2. Teaching adults and children.
3. Visiting his members and potential members.
The impact of the Church Growth Movement has been seen in two major areas:
A. Sermons are no longer sermons, but practical talks, and they are copied from various sources on the Internet.
B. Members are trained to do the pastor's work of visitation, while he stays in the study, downloading more cool stuff to borrow. Probably very little visitation of any kind takes place. Cell groups supposedly substitute for spiritual care.
If members are in the hospital, shut-ins, or dealing with grief, they should have pastoral visitation as a priority - above all other work. The modernists have substituted counseling in the office as a substitute for pastoral visitation. One liberal bishop discussed once how that inevitably led to trouble and pastoral downfall.
In the area of preaching and teaching, relying on the Means of Grace has always been the strength of Lutheran practice in those rare places where Lutherans were not copying the Reformed. Luther did not have a program of outreach, except to broadcast the Word as widely as possible. He trusted that God's Word was identical to God's will.
The opportunities are endless for teaching and preaching the Word of God. Sunday is a unique opportunity to speak without interruption for 20-30 minutes, in the sermon alone. The liturgy, Creeds, and hymns are additional proclamations of the Promises of God.
Email bulletins, blogs, websites, Internet broadcasts, local radio, and many more opportunities exist to teach the Word of God. Why wouldn't every pastor put his written sermon on a blog each week?
If the pastor and his members are well versed in Biblical doctrine, the question is not how outreach is done but whether it ever stops. The opportunities present themselves in many different ways. False teachers like the JWs and Mormons actually come to the parsonage to be tutored, even though they leave in a rage.
The attitude of the pastor, members, and synod should be an emphasis on faithfulness to the Word rather than results. The climax of Walther's Law and Gospel quotes Luther on this topic. The Word of God is always effective and always bears fruit.
Unfortunately, the mission counselors and alleged evangelism experts are always in a fever to get results. They fan the flames of discontent in the parish, so that members are not upset over blatant false doctrine but over "bad numbers." See Waldo Werning and Kent Hunter for many examples of this kind of thinking and Fuller-copied false doctrine.

........

■ Problems and tasks ■
A: Transcribe the Church Growth Movement passage word for word, starting with "The opportunities are" and going on through "leave in a rage.".
B: Go on with the Church Growth Movement passage, picking up after its final sentence.

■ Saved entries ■
........

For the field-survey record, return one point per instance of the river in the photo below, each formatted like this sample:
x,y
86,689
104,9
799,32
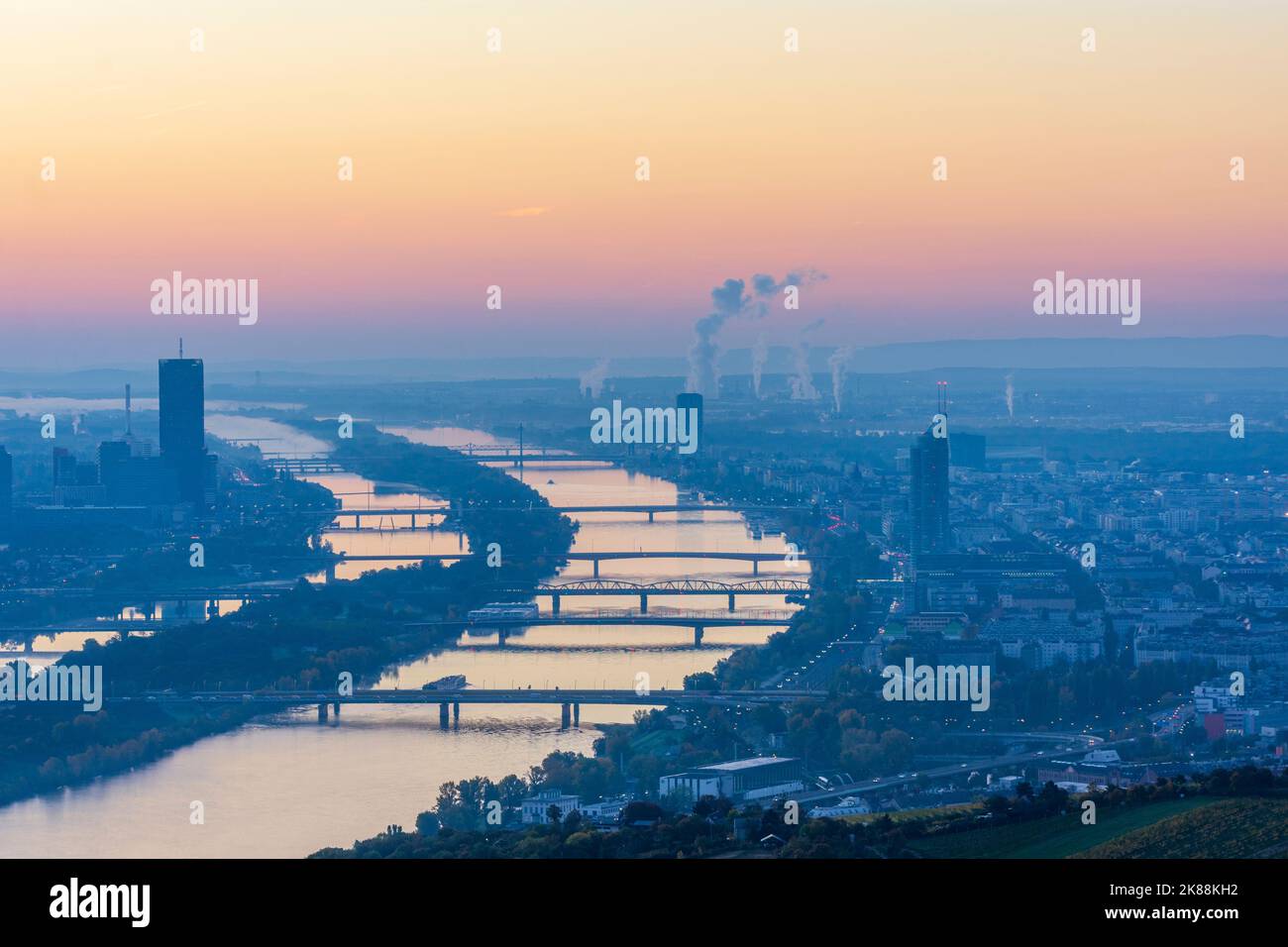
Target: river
x,y
284,785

........

■ Answer section ■
A:
The opportunities are endless for teaching and preaching the Word of God. Sunday is a unique opportunity to speak without interruption for 20-30 minutes, in the sermon alone. The liturgy, Creeds, and hymns are additional proclamations of the Promises of God.
Email bulletins, blogs, websites, Internet broadcasts, local radio, and many more opportunities exist to teach the Word of God. Why wouldn't every pastor put his written sermon on a blog each week?
If the pastor and his members are well versed in Biblical doctrine, the question is not how outreach is done but whether it ever stops. The opportunities present themselves in many different ways. False teachers like the JWs and Mormons actually come to the parsonage to be tutored, even though they leave in a rage.

B:
Neighborhood surveys are a tough but worthwhile way to reach people. We had college students help once. They came into contact with a former member who had gone over to the Pentecostals. The woman was delighted to come back to Lutheran worship with her children. She pointed out how the Pentecostals required all their "successful programs" and made people buy $20 notebooks for each required program. It was all Law. So I would argue that one family rescued from legalistic Pentecostalism was success.
Every baptism and communion service is a success. How can the Andy Stanley robots talk about the Gospel and hide the visible Word of the sacraments? The hiding tells more about their attitude toward God's Word than all their blabber about outreach.
A Christian funeral is Gospel proclamation to an entire extended (and perhaps dysfunctional) family at once. Neighbors and friends from all confessions and no faith at all come and listen respectfully to a Gospel sermon.
Weddings, as difficult as they may be, are another chance to speak to a large crowd about the Gospel in marriage, the value of children. A faithful minister will find strangers nodding in agreement during the sermon, others frowning in opposition. Results!
The Parable of the Sower and the Seed (Mark 4) teaches us not to worry about the the Word landing in the right place, soil which is always affluent and suburban according to Shrinker mission counselors. Instead, the parable teaches us to scatter the Word without being anxious about where it lands. Franzmann wrote a hymn about that topic - "Preach Ye the Word."